=== Source excerpt ===

● ● ●

The pain isn't this benchmark — it's the compiler's pessimism. With eight methods on Storage, the compiler can't easily devirtualize even when only Read is used. PGO would help; the simpler fix is to narrow the interface.
After
Segregate the interface. `LookupMany` accepts only a `Reader`. Implementations that don't write don't need to declare `Write`.package storage
// Reader is what LookupMany needs. Smaller method set.
type Reader interface {
Read(key string) ([]byte, error)
}
type Writer interface {
Write(key string, value []byte) error
Delete(key string) error
}
type Subscriber interface {
Subscribe(prefix string) (<-chan Event, error)
}
// Storage is the union; implementations declare what they support.
type Storage interface {
Reader
Writer
Subscriber
}
// ReadOnlyCache now satisfies only Reader.
type ReadOnlyCache struct {
data map[string][]byte
}
func (c *ReadOnlyCache) Read(key string) ([]byte, error) {
return c.data[key], nil
}
// LookupMany accepts the narrow interface.
func LookupMany(r Reader, keys []string) [][]byte {
out := make([][]byte, 0, len(keys))
for _, k := range keys {
if v, err := r.Read(k); err == nil {
out = append(out, v)
}
}
return out
}
9. Exercise 7: Decorator chain with deep nesting¶
Scenario¶
A request handler is wrapped in five decorators: logging, retry, metrics, auth, rate-limit. Each decorator implements the same interface and delegates to its inner. At request time, calling chain.Handle(...) does six interface dispatches (one per decorator, plus the terminal). For low-frequency endpoints this is invisible; for hot path RPC interceptors it's measurable.
Before¶
package middleware
import (
"context"
"log"
"time"
)
type Handler interface {
Handle(ctx context.Context, req Request) (Response, error)
}
type LoggingHandler struct {
Inner Handler
Log *log.Logger
}
func (h *LoggingHandler) Handle(ctx context.Context, req Request) (Response, error) {
start := time.Now()
resp, err := h.Inner.Handle(ctx, req)
h.Log.Printf("handle: %s, %v, err=%v", req.Method, time.Since(start), err)
return resp, err
}
type RetryHandler struct {
Inner Handler
Attempts int
}
func (h *RetryHandler) Handle(ctx context.Context, req Request) (Response, error) {
var resp Response
var err error
for i := 0; i < h.Attempts; i++ {
resp, err = h.Inner.Handle(ctx, req)

● ● ●

=== Extracted records ===

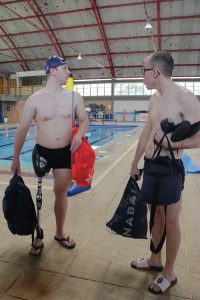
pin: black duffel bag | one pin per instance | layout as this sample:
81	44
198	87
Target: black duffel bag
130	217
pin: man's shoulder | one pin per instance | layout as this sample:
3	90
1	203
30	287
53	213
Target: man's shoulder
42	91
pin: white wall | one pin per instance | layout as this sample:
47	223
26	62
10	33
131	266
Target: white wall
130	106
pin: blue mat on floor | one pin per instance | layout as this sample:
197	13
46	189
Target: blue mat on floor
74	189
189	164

● ● ●

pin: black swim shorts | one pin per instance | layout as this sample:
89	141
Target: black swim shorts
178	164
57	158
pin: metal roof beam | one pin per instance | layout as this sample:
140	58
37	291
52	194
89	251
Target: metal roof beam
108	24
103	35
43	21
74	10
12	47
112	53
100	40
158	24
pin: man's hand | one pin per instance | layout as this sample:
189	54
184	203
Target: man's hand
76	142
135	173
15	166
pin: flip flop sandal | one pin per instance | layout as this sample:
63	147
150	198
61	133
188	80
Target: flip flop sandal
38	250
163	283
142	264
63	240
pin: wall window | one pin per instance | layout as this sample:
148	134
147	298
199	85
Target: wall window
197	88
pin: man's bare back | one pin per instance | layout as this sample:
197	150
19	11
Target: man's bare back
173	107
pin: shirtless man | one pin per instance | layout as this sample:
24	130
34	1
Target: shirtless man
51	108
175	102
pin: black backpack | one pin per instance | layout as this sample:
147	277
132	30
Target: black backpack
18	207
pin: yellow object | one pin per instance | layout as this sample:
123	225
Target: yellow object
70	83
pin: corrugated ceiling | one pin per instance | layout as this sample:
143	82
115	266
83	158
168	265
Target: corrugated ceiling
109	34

● ● ●

=== Task directions ===
According to the excerpt on Go interface design, how many interface dispatches does a call to chain.Handle(...) make when the handler is wrapped in five decorators?

=== Answer for the task ===
Six: one per decorator plus the terminal.